■ REQUIRED ACTION ■
An exact copy of the data below is required; return it in full.

(Stored items)
----

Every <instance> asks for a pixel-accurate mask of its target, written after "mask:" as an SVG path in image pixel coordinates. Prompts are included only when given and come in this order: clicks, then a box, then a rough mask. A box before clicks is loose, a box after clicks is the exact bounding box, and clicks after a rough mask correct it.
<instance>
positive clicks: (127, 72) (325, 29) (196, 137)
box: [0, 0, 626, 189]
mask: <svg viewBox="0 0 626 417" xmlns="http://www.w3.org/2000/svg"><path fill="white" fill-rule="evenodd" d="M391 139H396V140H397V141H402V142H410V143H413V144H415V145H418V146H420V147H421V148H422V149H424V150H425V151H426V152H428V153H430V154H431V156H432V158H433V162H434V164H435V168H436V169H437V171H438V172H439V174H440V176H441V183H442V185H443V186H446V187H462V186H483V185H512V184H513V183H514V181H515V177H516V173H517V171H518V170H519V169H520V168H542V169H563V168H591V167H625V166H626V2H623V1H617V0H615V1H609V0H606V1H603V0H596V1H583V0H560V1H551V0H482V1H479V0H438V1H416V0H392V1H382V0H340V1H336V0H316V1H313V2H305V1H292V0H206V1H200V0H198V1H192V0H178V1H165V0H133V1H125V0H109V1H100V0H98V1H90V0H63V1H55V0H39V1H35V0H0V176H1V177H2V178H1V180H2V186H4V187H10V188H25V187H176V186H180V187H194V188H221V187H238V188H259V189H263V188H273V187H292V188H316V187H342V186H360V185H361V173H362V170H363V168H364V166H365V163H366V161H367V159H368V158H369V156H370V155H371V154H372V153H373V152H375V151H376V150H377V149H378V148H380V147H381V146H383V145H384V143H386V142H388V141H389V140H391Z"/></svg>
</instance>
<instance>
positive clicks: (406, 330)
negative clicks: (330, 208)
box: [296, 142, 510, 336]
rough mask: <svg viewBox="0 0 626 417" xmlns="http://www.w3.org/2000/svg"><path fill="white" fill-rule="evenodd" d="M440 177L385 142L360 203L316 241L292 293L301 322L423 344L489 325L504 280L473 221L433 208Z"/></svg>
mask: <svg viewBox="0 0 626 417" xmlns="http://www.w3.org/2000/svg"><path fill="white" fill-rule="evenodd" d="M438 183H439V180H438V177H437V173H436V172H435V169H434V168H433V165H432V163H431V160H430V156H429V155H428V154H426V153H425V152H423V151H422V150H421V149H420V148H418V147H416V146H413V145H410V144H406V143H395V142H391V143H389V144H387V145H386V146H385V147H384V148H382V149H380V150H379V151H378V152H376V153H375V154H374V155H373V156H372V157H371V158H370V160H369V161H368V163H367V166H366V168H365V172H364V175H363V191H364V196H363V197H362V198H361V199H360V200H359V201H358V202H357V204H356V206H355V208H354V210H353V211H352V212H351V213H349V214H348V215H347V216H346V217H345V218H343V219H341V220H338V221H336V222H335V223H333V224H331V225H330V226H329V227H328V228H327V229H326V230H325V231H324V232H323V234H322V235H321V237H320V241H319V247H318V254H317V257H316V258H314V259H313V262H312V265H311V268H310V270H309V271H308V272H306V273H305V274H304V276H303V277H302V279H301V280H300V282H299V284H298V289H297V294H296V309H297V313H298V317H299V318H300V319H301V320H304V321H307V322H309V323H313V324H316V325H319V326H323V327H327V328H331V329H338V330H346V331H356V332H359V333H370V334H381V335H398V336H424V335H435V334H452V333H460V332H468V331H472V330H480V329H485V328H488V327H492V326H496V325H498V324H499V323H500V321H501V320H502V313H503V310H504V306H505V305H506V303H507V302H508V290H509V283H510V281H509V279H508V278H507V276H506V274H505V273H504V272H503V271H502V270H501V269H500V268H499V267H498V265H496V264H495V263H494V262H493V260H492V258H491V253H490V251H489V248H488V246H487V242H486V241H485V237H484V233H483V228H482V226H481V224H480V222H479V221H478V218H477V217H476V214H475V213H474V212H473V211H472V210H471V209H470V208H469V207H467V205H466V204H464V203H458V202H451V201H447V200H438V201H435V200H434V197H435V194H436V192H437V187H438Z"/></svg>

----

■ EXERCISE ANSWER ■
Every <instance> asks for a pixel-accurate mask of its target, written after "mask:" as an SVG path in image pixel coordinates. Prompts are included only when given and come in this order: clicks, then a box, then a rough mask. A box before clicks is loose, a box after clicks is the exact bounding box, and clicks after a rough mask correct it.
<instance>
positive clicks: (127, 72) (325, 29) (196, 137)
box: [0, 0, 626, 189]
mask: <svg viewBox="0 0 626 417" xmlns="http://www.w3.org/2000/svg"><path fill="white" fill-rule="evenodd" d="M391 139H396V140H397V141H402V142H410V143H413V144H415V145H418V146H420V147H421V148H422V149H424V150H425V151H426V152H428V153H430V154H431V156H432V158H433V162H434V164H435V168H436V169H437V171H438V172H439V174H440V176H441V183H442V185H443V186H446V187H462V186H483V185H512V184H513V183H514V181H515V177H516V173H517V171H518V170H519V169H520V168H542V169H563V168H591V167H625V166H626V2H623V1H617V0H615V1H609V0H606V1H603V0H596V1H583V0H560V1H551V0H482V1H479V0H438V1H416V0H392V1H382V0H340V1H336V0H316V1H313V2H305V1H292V0H206V1H200V0H198V1H192V0H178V1H165V0H133V1H125V0H109V1H100V0H98V1H90V0H63V1H55V0H39V1H35V0H0V176H1V177H2V178H1V180H2V186H4V187H10V188H25V187H176V186H180V187H194V188H221V187H238V188H259V189H263V188H273V187H292V188H316V187H342V186H360V185H361V173H362V170H363V168H364V166H365V163H366V161H367V159H368V158H369V156H370V155H371V154H372V153H373V152H375V151H376V150H377V149H378V148H380V147H381V146H383V145H384V143H386V142H388V141H389V140H391Z"/></svg>
</instance>
<instance>
positive clicks: (406, 330)
negative clicks: (330, 208)
box: [296, 142, 510, 336]
rough mask: <svg viewBox="0 0 626 417" xmlns="http://www.w3.org/2000/svg"><path fill="white" fill-rule="evenodd" d="M440 177L385 142L360 203L316 241L292 293L301 322L423 344L489 325L504 280L473 221L433 208Z"/></svg>
mask: <svg viewBox="0 0 626 417" xmlns="http://www.w3.org/2000/svg"><path fill="white" fill-rule="evenodd" d="M438 183H439V180H438V177H437V173H436V172H435V169H434V168H433V165H432V163H431V160H430V156H429V155H428V154H426V153H425V152H423V151H422V150H421V149H420V148H418V147H416V146H413V145H410V144H406V143H395V142H391V143H389V144H387V145H386V146H385V147H384V148H382V149H380V150H379V151H378V152H376V153H375V154H374V155H373V156H372V157H371V158H370V160H369V161H368V163H367V166H366V168H365V172H364V175H363V191H364V196H363V197H362V198H361V199H360V200H359V201H358V202H357V204H356V206H355V208H354V210H353V211H352V212H351V213H349V214H348V215H347V216H346V217H345V218H343V219H341V220H338V221H336V222H335V223H333V224H331V225H330V226H329V227H328V228H327V229H326V230H325V231H324V232H323V234H322V235H321V237H320V241H319V247H318V254H317V257H316V258H314V259H313V262H312V265H311V268H310V270H309V271H308V272H306V273H305V274H304V276H303V277H302V279H301V280H300V282H299V284H298V289H297V294H296V309H297V313H298V317H299V318H300V319H301V320H304V321H307V322H309V323H313V324H316V325H319V326H323V327H327V328H331V329H338V330H346V331H356V332H359V333H370V334H381V335H398V336H424V335H435V334H452V333H460V332H468V331H472V330H480V329H485V328H488V327H492V326H496V325H498V324H499V323H500V321H501V320H502V313H503V310H504V306H505V305H506V303H507V302H508V290H509V283H510V281H509V279H508V278H507V276H506V274H505V273H504V272H503V271H502V270H501V269H500V268H499V267H498V265H496V264H495V263H494V262H493V260H492V258H491V253H490V251H489V248H488V246H487V242H486V241H485V237H484V233H483V228H482V226H481V224H480V222H479V221H478V218H477V217H476V214H475V213H474V212H473V211H472V210H471V209H470V208H469V207H467V205H466V204H464V203H458V202H451V201H447V200H438V201H435V200H434V197H435V194H436V192H437V187H438Z"/></svg>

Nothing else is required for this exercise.